290. Nega Maluca
Jober Rocha*
Nega-maluca é um bolo muito popular em Portugal e no Brasil. É feito com chocolate, farinha de trigo, açúcar e ovos. Normalmente, leva uma cobertura feita com chocolate e leite condensado, o denominado ‘Brigadeiro’, que se refere ao oficial da Força Aérea Brasileira e patrono da mesma, Marechal Eduardo Gomes. Apenas por curiosidade, a origem do nome "brigadeiro" está ligada à campanha presidencial do Brigadeiro Eduardo Gomes, candidato da UDN à Presidência da República, em 1946.
Consta que Heloísa Nabuco de Oliveira, jovem pertencente a tradicional família carioca que apoiava a candidatura de Eduardo Gomes, criou um doce, pouco diferente da versão atual, feito com leite, ovos, manteiga, açúcar, chocolate, e o denominou de brigadeiro (a patente do candidato a presidência de sua preferência) em homenagem ao mesmo. O doce, feito de leite condensado, manteiga, açúcar e chocolate em pó, inicialmente elaborado como uma forma de arrecadar fundos para a campanha presidencial, rapidamente, ganhou popularidade e se espalhou pelo resto do país. Como naquela época as festas dos correligionários e cabos eleitorais eram muito disputadas pela população brasileira, estes, logo começaram a chamar os amigos, durante e após a realização dos comícios, para irem comer o "docinho do brigadeiro". Com o tempo, o nome "brigadeiro" se tornou tão associado ao doce, que o mesmo passou a ser conhecido apenas como "brigadeiro". Entretanto, apesar do apoio recebido, na ocasião, Eduardo Gomes foi derrotado nas eleições; tendo a eleição sido vencida pelo General Eurico Gaspar Dutra.

Dados registrados:
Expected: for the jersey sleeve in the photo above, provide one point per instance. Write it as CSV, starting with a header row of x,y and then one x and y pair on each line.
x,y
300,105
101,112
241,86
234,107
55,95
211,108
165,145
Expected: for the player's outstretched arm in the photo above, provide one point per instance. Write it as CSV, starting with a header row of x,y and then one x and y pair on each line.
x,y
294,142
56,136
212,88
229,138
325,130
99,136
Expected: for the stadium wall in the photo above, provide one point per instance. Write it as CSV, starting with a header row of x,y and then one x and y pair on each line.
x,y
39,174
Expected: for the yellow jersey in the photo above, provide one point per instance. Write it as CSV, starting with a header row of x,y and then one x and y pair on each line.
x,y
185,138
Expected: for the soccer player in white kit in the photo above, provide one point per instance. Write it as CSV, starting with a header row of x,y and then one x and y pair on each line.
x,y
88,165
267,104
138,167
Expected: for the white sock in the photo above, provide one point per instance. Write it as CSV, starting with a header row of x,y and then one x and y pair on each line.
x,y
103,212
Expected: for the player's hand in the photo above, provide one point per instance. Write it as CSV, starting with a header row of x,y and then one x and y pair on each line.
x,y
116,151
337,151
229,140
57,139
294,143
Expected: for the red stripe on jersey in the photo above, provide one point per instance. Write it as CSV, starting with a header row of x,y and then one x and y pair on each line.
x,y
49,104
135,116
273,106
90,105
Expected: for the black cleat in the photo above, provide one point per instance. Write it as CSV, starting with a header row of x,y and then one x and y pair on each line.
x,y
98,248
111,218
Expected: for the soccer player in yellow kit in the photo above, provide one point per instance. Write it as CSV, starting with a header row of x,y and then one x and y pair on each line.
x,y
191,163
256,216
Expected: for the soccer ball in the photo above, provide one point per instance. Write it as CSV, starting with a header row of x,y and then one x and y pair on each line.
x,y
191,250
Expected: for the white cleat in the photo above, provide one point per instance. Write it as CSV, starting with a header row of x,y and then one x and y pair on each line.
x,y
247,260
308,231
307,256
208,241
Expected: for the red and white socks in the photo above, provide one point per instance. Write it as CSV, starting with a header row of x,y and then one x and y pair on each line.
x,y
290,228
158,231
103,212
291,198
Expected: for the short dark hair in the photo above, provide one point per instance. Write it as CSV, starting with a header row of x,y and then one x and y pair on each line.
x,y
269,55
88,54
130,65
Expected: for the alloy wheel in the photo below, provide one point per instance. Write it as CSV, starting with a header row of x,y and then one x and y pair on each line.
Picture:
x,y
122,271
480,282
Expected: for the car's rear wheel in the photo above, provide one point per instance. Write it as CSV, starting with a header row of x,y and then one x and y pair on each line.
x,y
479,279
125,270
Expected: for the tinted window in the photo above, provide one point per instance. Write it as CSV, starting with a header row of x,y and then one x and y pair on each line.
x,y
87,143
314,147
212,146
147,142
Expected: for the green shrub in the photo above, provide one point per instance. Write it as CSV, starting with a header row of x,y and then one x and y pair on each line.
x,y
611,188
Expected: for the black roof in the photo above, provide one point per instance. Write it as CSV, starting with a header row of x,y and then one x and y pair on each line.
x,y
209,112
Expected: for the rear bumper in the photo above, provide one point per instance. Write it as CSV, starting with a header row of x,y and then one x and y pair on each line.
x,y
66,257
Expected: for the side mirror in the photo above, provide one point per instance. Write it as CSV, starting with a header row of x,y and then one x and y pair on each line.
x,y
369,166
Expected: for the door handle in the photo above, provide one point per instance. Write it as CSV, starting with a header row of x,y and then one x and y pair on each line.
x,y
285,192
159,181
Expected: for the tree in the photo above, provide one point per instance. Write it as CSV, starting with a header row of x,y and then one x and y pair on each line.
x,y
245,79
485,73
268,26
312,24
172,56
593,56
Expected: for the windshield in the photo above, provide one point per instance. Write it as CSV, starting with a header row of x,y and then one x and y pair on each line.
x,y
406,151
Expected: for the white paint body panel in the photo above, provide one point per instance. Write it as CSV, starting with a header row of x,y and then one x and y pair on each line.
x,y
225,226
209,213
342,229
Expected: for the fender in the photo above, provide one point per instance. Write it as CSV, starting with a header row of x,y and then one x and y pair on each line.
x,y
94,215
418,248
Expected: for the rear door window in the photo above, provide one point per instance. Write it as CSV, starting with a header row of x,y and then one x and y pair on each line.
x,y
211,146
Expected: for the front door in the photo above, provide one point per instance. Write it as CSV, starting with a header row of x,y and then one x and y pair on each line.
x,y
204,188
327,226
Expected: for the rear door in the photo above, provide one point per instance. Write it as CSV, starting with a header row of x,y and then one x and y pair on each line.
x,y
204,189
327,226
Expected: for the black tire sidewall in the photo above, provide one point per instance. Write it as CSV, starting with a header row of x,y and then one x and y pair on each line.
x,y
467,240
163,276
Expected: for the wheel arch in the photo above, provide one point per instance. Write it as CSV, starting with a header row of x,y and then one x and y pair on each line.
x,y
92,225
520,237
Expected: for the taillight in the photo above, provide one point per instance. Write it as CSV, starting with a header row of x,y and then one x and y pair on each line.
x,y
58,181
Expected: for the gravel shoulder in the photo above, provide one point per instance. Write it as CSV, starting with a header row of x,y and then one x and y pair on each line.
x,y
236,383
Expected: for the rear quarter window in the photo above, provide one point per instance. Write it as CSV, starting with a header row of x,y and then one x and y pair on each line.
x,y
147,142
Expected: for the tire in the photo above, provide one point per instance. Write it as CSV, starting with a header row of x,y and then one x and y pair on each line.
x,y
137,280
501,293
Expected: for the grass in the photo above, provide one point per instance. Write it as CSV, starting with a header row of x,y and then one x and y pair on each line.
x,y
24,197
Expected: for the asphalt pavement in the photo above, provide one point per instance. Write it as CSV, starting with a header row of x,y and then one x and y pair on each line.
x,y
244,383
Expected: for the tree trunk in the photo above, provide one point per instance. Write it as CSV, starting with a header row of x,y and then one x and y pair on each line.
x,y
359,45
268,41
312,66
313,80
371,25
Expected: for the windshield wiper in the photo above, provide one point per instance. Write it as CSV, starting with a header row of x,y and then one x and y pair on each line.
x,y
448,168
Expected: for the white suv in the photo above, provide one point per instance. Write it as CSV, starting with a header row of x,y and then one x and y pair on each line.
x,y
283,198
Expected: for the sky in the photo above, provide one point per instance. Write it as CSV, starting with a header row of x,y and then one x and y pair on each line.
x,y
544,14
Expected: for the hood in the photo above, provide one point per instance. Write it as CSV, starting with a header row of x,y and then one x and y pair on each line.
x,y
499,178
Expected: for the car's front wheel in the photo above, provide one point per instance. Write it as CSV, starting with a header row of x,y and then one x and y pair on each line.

Enunciado da tarefa A:
Responda, com base no trecho sobre a nega-maluca:
(i) Com quais ingredientes se faz o bolo nega-maluca?
(ii) Quem, segundo o trecho, criou o doce denominado brigadeiro?
(iii) Quem venceu a eleição em que Eduardo Gomes foi derrotado?
Enunciado da tarefa B:
Prossiga a redação do trecho sobre a nega-maluca a partir do ponto em que ele termina.
As entradas não têm qualquer relação com esta atividade.

Resposta redigida A:
(i) Com chocolate, farinha de trigo, açúcar e ovos.
(ii) Heloísa Nabuco de Oliveira.
(iii) O General Eurico Gaspar Dutra.

Resposta redigida B:
Nega-maluca, por sua vez, também, foi o nome de uma música de Evaldo Ruy e Fernando Lobo, gravada pela cantora Linda Batista e sucesso no carnaval brasileiro de 1950. A letra da música começava assim: “Estava jogando sinuca, uma nega maluca me apareceu. Vinha com um filho no colo e dizia para o povo que o filho era meu (bis). Toma que o filho é seu, meu senhor, guarda o que Deus lhe deu, meu senhor” ...
Esta introdução objetivou, apenas, trazer à baila uma interessante e polêmica questão: A importância do chamado ‘amor de mãe’, na vida dos filhos, em detrimento do eventual ‘amor de pai’.
Qual dos dois, pai ou mãe, é aquele que, a seu juízo, meu caro leitor, detém, naturalmente, uma maior afeição (amor, bem querer, afeto, amizade, apego, benevolência, carinho) pelo filho? Qual dos dois recebe de volta, a maior afeição (amor, bem querer, afeto, amizade, apego, benevolência, carinho) por parte do filho?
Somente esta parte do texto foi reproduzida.